Starting with the line that contains "Please point out the index" and going on through the end of the listing, write those lines out again with "innermost" swapped for "central" and nothing else altered.
[Begin RECORDS TO PROCESS]
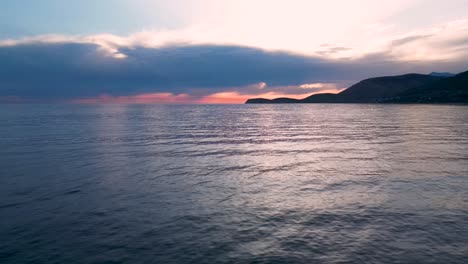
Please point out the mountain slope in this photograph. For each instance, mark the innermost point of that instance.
(373, 90)
(448, 90)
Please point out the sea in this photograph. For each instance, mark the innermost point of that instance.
(302, 183)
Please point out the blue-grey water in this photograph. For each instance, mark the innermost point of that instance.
(234, 184)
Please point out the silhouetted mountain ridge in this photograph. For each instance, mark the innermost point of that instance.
(408, 88)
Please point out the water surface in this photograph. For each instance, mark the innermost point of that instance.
(234, 184)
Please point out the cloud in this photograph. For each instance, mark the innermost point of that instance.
(108, 68)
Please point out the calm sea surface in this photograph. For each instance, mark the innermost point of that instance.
(234, 184)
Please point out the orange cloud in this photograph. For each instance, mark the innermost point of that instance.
(150, 98)
(169, 98)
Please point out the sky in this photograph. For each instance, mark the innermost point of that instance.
(212, 51)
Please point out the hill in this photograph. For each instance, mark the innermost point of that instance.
(408, 88)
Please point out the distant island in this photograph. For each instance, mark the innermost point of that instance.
(408, 88)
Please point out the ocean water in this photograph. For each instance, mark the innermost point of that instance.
(317, 183)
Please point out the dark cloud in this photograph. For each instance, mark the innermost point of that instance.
(63, 71)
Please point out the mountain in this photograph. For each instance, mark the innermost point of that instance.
(373, 90)
(447, 90)
(442, 74)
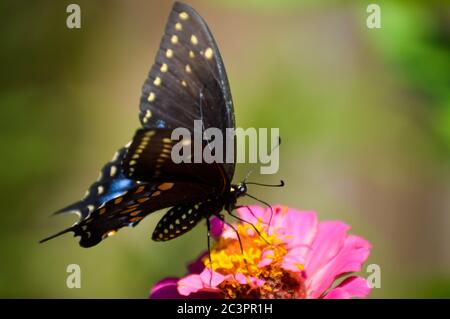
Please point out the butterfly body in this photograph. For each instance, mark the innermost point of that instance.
(187, 82)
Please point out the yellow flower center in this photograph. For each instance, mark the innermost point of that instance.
(227, 258)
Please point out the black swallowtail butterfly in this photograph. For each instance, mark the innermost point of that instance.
(187, 82)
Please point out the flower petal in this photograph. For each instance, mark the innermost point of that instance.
(197, 265)
(327, 243)
(166, 289)
(351, 287)
(299, 228)
(349, 259)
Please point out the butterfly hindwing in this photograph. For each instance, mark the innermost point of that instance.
(130, 208)
(188, 82)
(111, 183)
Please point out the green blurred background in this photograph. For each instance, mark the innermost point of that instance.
(364, 116)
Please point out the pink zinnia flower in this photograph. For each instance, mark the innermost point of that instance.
(297, 257)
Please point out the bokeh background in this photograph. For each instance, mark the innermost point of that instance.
(364, 116)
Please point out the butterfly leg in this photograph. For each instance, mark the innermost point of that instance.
(247, 222)
(208, 234)
(236, 231)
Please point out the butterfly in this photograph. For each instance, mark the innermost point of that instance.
(187, 82)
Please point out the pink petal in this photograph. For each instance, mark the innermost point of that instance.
(266, 258)
(349, 259)
(301, 228)
(251, 214)
(197, 265)
(293, 260)
(190, 284)
(351, 287)
(166, 289)
(327, 243)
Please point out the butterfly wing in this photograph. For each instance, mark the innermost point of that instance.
(114, 201)
(188, 80)
(182, 218)
(149, 158)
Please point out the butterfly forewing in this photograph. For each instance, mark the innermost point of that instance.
(149, 158)
(188, 80)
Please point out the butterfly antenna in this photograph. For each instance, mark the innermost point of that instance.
(281, 184)
(56, 235)
(264, 203)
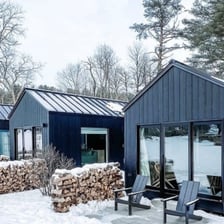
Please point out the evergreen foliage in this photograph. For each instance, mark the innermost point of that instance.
(205, 35)
(162, 26)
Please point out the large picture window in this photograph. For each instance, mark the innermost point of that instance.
(150, 154)
(207, 157)
(4, 142)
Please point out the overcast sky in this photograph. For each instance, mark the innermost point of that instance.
(59, 32)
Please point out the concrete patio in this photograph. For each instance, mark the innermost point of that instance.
(153, 215)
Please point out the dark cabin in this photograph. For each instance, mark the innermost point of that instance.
(174, 131)
(88, 129)
(4, 129)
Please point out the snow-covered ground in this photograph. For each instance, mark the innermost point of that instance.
(30, 207)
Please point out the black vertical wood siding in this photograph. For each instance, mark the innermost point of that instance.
(177, 96)
(29, 113)
(65, 134)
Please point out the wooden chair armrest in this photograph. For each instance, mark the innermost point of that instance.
(122, 189)
(137, 192)
(191, 202)
(170, 198)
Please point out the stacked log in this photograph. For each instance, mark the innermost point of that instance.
(80, 185)
(21, 175)
(4, 158)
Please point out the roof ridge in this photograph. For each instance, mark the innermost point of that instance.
(74, 94)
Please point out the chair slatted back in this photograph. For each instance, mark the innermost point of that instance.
(188, 192)
(139, 185)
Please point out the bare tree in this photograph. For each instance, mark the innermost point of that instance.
(139, 66)
(54, 160)
(73, 78)
(11, 25)
(16, 69)
(162, 26)
(90, 67)
(101, 67)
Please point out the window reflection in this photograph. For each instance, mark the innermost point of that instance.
(207, 157)
(150, 154)
(176, 155)
(4, 143)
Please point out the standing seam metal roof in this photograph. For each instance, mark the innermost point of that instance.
(5, 111)
(71, 103)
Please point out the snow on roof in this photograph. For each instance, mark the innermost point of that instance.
(72, 103)
(4, 111)
(115, 107)
(81, 170)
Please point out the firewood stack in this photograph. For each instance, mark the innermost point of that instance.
(81, 185)
(20, 175)
(4, 158)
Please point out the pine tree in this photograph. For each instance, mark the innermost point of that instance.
(205, 35)
(162, 26)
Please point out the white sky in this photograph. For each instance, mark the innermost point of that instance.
(62, 32)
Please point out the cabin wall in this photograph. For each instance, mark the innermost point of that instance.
(177, 97)
(65, 134)
(4, 125)
(28, 113)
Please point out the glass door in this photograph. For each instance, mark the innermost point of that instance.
(207, 157)
(94, 148)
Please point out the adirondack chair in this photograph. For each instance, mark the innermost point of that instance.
(135, 196)
(215, 183)
(186, 202)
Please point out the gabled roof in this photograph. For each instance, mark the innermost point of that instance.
(182, 66)
(5, 111)
(72, 103)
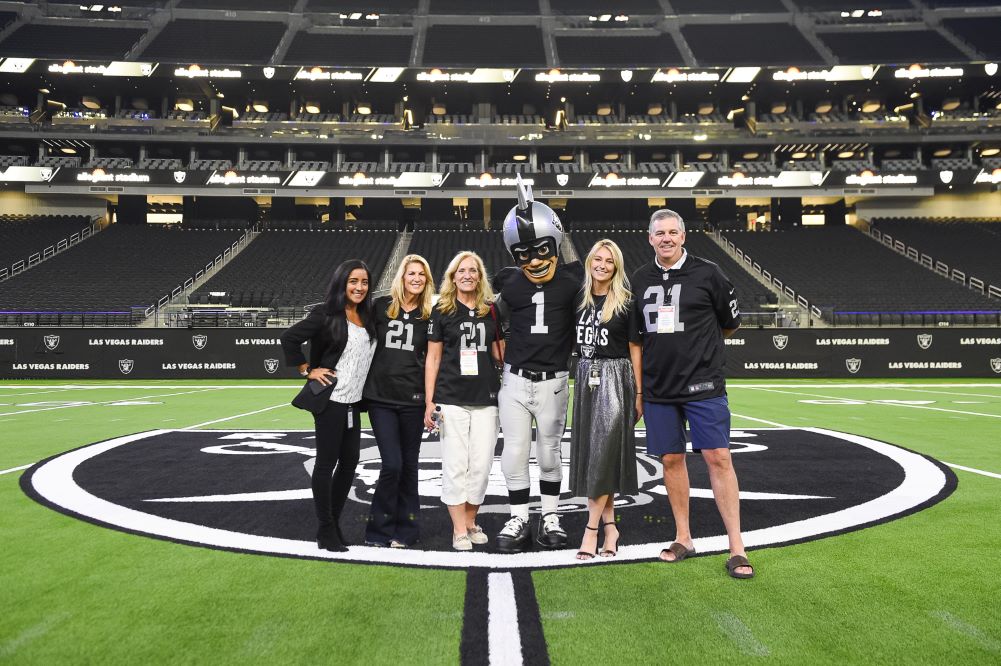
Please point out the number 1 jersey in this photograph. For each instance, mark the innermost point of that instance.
(542, 318)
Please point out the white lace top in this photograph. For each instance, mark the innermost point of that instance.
(352, 367)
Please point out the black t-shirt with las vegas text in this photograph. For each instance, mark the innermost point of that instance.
(396, 375)
(602, 340)
(686, 365)
(541, 318)
(463, 329)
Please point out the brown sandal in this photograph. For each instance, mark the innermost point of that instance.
(735, 563)
(680, 552)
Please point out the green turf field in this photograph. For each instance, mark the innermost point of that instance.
(922, 589)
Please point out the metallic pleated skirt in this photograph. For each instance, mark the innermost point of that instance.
(603, 443)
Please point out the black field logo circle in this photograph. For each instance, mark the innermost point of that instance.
(248, 491)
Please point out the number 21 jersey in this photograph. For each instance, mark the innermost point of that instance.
(689, 305)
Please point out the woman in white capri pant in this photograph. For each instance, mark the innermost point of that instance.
(461, 385)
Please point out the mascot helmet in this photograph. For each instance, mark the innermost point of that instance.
(533, 233)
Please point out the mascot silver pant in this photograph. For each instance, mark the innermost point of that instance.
(521, 401)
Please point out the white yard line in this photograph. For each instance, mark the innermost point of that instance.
(238, 416)
(108, 402)
(504, 638)
(973, 470)
(869, 402)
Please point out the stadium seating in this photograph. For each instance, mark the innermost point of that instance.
(896, 46)
(371, 48)
(122, 267)
(598, 7)
(71, 41)
(485, 46)
(962, 244)
(753, 295)
(282, 268)
(631, 51)
(25, 235)
(438, 242)
(840, 269)
(190, 40)
(465, 7)
(981, 33)
(750, 44)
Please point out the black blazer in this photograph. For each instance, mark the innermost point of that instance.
(315, 329)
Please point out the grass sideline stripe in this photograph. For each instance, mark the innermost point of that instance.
(974, 471)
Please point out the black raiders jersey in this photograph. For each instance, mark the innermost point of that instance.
(602, 340)
(461, 330)
(690, 306)
(541, 318)
(396, 375)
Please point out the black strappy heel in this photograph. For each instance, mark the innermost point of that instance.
(585, 555)
(605, 551)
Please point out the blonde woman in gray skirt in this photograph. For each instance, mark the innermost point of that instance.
(603, 448)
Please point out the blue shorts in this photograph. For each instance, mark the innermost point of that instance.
(708, 420)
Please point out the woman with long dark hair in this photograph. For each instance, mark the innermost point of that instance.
(395, 398)
(341, 333)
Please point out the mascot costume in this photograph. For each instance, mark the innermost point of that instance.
(538, 299)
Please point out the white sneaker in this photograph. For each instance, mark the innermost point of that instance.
(461, 543)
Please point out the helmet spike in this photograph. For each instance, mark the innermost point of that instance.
(524, 193)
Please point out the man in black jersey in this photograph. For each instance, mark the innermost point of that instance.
(539, 303)
(684, 306)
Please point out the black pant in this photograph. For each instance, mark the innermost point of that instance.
(337, 446)
(395, 503)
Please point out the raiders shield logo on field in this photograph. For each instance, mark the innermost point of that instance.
(250, 492)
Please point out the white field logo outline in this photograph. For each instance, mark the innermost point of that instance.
(54, 482)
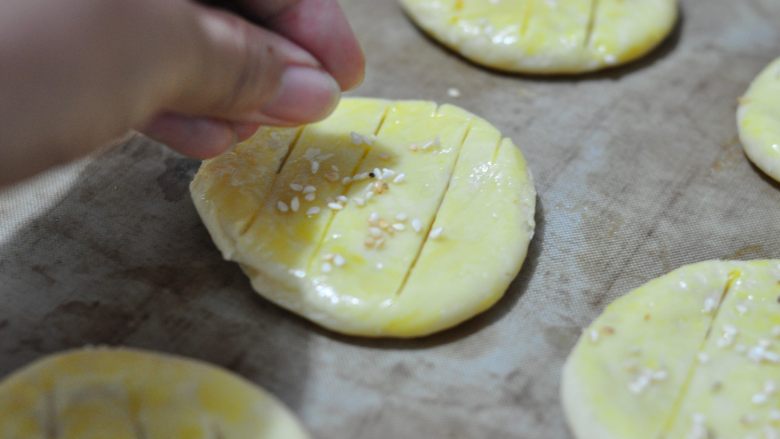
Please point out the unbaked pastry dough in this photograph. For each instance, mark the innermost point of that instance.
(386, 219)
(759, 121)
(100, 393)
(546, 36)
(693, 354)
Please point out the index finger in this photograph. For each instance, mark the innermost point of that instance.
(318, 26)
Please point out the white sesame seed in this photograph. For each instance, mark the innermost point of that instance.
(709, 305)
(748, 419)
(416, 225)
(757, 353)
(772, 357)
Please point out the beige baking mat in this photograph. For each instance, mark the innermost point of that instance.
(639, 171)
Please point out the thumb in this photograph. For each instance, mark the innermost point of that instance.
(240, 72)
[End RECORDS TO PROCESS]
WRITTEN RESPONSE:
Please point out the index finger in this photograph. For each instance, mark the central point of that instance.
(318, 26)
Please point out the white sesame seed in this photograph. For each instance, mark the central point of that instance.
(709, 305)
(748, 419)
(416, 225)
(757, 353)
(772, 357)
Please point out the beige baking mat in this photograph. For each instance, mark the central point of that instance.
(639, 171)
Please point out the thumb in this photograph. For each instance, mark the central point of that instance.
(240, 72)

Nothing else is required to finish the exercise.